> [WRITTEN TASK] Return verbatim the lines of the entries below, starting at the first line and ending at the line that contains "pixel 280 169", with both of these lines included.

> [INPUT]
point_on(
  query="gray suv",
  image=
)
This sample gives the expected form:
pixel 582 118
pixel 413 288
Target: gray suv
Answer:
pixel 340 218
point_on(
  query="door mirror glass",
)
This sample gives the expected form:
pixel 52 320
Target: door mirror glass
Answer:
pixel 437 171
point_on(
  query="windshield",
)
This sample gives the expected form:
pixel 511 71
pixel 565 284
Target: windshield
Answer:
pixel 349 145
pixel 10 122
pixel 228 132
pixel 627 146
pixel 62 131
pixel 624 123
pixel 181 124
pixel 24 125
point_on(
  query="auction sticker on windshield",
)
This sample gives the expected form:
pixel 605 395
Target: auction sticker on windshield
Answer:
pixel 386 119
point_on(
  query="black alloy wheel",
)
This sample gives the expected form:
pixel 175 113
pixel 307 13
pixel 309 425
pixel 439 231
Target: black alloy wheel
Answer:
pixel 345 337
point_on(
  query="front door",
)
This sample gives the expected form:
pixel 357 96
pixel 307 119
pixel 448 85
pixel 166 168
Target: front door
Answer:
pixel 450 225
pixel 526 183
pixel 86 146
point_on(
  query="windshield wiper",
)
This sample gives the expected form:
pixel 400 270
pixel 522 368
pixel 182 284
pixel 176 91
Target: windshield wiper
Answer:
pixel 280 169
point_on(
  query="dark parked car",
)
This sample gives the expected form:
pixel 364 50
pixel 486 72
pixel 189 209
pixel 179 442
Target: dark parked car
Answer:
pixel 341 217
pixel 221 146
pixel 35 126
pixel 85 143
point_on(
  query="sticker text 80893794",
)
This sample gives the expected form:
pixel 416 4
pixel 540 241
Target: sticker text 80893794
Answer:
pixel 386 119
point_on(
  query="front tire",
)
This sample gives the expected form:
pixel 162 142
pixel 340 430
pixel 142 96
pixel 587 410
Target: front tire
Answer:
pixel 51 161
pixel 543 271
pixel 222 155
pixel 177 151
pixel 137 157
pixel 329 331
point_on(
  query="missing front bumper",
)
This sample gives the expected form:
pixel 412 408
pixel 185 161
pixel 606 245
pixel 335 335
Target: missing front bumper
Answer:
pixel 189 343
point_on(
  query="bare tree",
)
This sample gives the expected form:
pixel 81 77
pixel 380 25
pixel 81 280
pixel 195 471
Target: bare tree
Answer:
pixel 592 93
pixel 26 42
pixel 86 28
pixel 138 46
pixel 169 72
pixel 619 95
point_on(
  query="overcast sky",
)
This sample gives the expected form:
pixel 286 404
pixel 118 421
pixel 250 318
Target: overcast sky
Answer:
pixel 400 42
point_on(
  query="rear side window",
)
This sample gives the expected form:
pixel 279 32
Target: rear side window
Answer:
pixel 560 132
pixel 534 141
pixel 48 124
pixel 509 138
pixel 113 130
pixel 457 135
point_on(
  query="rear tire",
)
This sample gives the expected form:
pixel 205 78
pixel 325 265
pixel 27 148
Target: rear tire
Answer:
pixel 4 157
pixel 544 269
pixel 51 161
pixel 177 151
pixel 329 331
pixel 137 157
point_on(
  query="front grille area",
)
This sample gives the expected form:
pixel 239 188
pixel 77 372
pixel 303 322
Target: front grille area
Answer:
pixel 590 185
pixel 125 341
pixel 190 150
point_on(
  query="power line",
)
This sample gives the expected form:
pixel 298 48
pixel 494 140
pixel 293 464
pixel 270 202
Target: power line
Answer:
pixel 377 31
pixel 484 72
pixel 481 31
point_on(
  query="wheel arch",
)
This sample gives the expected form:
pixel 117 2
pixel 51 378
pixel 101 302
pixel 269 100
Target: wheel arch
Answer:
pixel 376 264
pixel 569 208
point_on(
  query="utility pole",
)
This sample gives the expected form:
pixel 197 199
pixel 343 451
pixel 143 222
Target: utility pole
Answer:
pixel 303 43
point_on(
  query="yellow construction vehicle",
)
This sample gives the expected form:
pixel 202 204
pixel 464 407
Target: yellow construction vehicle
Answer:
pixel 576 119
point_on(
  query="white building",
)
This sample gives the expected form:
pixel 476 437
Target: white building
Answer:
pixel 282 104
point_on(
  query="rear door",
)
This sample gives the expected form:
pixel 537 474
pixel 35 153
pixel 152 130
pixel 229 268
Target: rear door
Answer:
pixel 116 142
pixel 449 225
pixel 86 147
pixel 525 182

> [COMPLETED EXERCISE]
point_on(
  query="gray suv",
  image=
)
This sample gives the expected form:
pixel 582 118
pixel 413 288
Target: gray suv
Answer:
pixel 340 218
point_on(
  query="door mirror glass",
)
This sample gives the expected form:
pixel 52 320
Target: door mirror glass
Answer:
pixel 437 171
point_on(
  query="windshield",
)
This sample gives the expected form:
pixel 511 71
pixel 565 284
Target: windshield
Answer:
pixel 349 145
pixel 10 122
pixel 228 132
pixel 627 146
pixel 62 131
pixel 624 123
pixel 181 124
pixel 24 125
point_on(
  query="auction sticker on windshield",
)
This sample gives the expected form:
pixel 605 395
Target: auction sticker on windshield
Answer:
pixel 386 119
point_on(
  query="black alloy wheel",
)
This sample gives the expected form:
pixel 175 113
pixel 307 13
pixel 309 425
pixel 439 231
Target: black alloy wheel
Answer:
pixel 345 337
point_on(
  query="front door",
)
This sample gives the expected form:
pixel 357 96
pixel 307 119
pixel 448 85
pixel 166 168
Target: front door
Answer:
pixel 450 225
pixel 526 183
pixel 86 146
point_on(
  query="windshield wiper",
)
This sample gives the expected form:
pixel 400 270
pixel 522 368
pixel 182 284
pixel 176 91
Target: windshield wiper
Answer:
pixel 280 169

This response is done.